SOURCE PASSAGE: Begin

Opioid Crisis : How to Battle It
Opioid epidemic is a serious natural crisis that is brought about by the misuse of and addiction to opioids.
More than 90 Americans die on a daily basis after overdosing on opioids. Now what exactly are opioids? They are synthetic drugs that produce the same effect as opium. Morphine and codeine are examples of opioids.
Defined as a class of controlled pain-management drugs, they contain natural or synthetic chemicals that are based on morphine. Morphine is an active component of opium and such a narcotic effectively act just like the pain-relieving chemicals that the body produces naturally.
Opioid epidemic is a serious natural crisis that is brought about by the misuse of and addiction to opioids. It affects public health as well as social and economic welfare. It is therefore necessary to equip ourselves with information that will give us a clear idea about the opioid crisis and also tell us how to battle it.
How it all started
In the late 1990s, healthcare providers began to prescribe opioid pain relievers at greater rates when the medical community was reassured by the pharmaceutical companies that patients would not become addicted to such prescription pain relievers. Soon it became clear that these medications could indeed be highly addictive. But by then the opioid overdose rates had begun to increase because of widespread diversion and misuse of such medications.
How the opioids work
Opioid medications affect the areas of the brain that control emotions and pain. It produces an intense feeling of euphoria by driving up levels of dopamine, the feel-good hormone. The brain gradually becomes used to the feeling of euphoria and therefore takes more and more of the drug to produce the same levels of well-being and pain relief. This leads to dependence first, and then addiction. Additionally, opioid users need to take increasingly large doses of the medication for achieving the same effect they achieved the first time. This is called tolerance.
When a person dependent on opioids stops taking the pills, they may experience withdrawal symptoms. Because it is less expensive than prescription drugs, heroin often becomes the choice drug for people who become dependent on pain pills.

SOURCE PASSAGE: End

## ASSIGNMENT
Extend the article on the opioid crisis, beginning after its final sentence. The data that follows is unrelated to the article on the opioid crisis and should be treated as separate material.

EXERCISE DATA: Begin

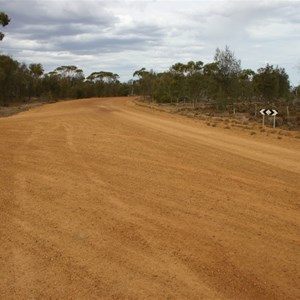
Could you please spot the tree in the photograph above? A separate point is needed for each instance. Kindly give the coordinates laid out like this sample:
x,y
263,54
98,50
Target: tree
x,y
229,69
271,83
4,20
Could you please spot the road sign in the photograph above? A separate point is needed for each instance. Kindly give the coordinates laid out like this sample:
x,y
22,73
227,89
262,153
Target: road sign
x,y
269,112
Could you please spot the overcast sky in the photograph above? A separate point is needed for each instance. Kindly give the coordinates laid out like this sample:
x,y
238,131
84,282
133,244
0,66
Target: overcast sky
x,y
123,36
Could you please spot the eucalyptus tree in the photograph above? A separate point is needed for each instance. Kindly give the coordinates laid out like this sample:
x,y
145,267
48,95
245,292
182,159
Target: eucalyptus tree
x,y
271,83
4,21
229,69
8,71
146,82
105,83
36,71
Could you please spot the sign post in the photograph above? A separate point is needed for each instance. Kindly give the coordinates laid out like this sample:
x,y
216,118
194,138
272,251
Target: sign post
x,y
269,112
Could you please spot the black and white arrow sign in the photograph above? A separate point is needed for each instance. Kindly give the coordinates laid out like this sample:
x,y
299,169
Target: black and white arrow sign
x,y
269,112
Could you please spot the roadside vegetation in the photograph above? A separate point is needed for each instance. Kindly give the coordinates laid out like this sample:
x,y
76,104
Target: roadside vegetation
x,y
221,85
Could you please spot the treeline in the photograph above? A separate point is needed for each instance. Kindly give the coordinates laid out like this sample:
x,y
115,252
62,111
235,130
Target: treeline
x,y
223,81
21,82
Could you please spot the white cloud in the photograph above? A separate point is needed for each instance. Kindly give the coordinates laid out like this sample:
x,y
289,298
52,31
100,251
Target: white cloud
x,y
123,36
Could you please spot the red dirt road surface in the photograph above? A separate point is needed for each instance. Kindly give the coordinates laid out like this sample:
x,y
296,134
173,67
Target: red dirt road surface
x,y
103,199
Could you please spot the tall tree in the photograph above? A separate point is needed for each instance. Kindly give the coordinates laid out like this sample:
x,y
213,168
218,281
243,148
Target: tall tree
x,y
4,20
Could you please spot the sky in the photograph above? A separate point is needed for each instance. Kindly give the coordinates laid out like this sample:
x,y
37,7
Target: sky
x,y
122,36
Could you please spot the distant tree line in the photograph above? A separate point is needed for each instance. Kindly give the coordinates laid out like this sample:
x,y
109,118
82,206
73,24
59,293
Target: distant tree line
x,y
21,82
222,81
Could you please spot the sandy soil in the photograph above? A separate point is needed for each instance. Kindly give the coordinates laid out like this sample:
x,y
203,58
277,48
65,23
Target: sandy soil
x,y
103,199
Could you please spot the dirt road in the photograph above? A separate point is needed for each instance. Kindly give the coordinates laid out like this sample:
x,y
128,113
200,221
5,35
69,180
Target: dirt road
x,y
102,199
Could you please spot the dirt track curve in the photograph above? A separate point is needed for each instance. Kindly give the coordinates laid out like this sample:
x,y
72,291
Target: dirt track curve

EXERCISE DATA: End
EXERCISE DATA: Begin

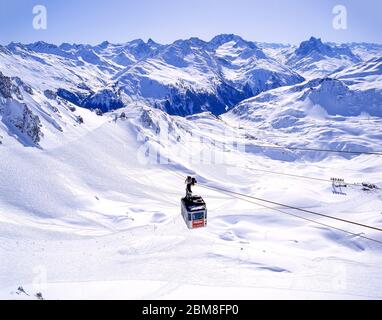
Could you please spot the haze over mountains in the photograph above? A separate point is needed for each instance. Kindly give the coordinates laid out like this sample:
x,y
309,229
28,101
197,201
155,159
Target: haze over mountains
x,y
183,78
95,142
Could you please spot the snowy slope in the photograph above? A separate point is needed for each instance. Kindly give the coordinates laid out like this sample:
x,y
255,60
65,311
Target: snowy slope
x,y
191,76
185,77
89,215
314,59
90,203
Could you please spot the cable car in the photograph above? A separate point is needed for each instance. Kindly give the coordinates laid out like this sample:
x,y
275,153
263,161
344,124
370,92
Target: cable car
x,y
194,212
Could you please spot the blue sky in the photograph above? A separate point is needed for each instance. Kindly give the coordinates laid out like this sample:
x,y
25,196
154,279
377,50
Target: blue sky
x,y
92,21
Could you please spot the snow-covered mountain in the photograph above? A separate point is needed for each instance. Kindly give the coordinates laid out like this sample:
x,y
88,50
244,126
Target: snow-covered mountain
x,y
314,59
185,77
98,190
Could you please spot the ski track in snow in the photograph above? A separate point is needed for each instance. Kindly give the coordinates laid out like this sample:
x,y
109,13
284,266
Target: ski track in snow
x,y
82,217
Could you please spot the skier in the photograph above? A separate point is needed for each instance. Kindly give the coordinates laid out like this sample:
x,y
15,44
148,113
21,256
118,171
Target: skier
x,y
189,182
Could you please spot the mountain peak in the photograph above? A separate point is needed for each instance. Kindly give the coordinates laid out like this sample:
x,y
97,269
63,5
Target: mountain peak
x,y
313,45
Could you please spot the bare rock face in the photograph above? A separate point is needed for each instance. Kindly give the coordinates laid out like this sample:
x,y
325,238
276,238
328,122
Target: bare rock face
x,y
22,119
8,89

EXERCISE DATA: End

## ANSWER TO THE EXERCISE
How to treat it
As a treatment for overdoses, a drug called naloxone is used. It is available as a nasal spray or an injection. It is often carried by first responders and blocks or reverses the effects of opioids.
How does naloxone work? It blocks the effect of an opioid by inhibiting the opioid receptor in the brain. It can knock off a receptor if there is an opioid already present. When a person overdoses on an opioid, say heroin, the naloxone pushes the heroin away and blocks the receptor. It does not activate the receptor so that the person can recover from their overdose. The time of action that naloxone has is shorter than the effect of many of the opioids used though.
The way out
After an opioid overdose patient is sobered with the help of healthcare providers, they are offered a detox list and then discharged. But they have a one-in-10 chance of being dead within a year. The highest risk is within one month though. Though naloxone is an important tool in fighting the opioid crisis, it is no solution.
Patients who survive opioid overdose are extremely high-risk. Healthcare does provide them with necessary help, but only if it can reach them in time. The solution therefore is to talk seriously about other resources available to the overdose patients. Counseling, recovery coaches, and easily accessible treatment sites where they can go for ongoing care are what are needed.
The general understanding of the epidemic should be strengthened through better public health surveillance. Better practices should be advanced for pain management. Safe, effective and non-addictive strategies should be developed, along with new and innovative medications and technologies to treat opioid use disorders. To save lives and support recovery, improved overdose prevention and reversal interventions are needed.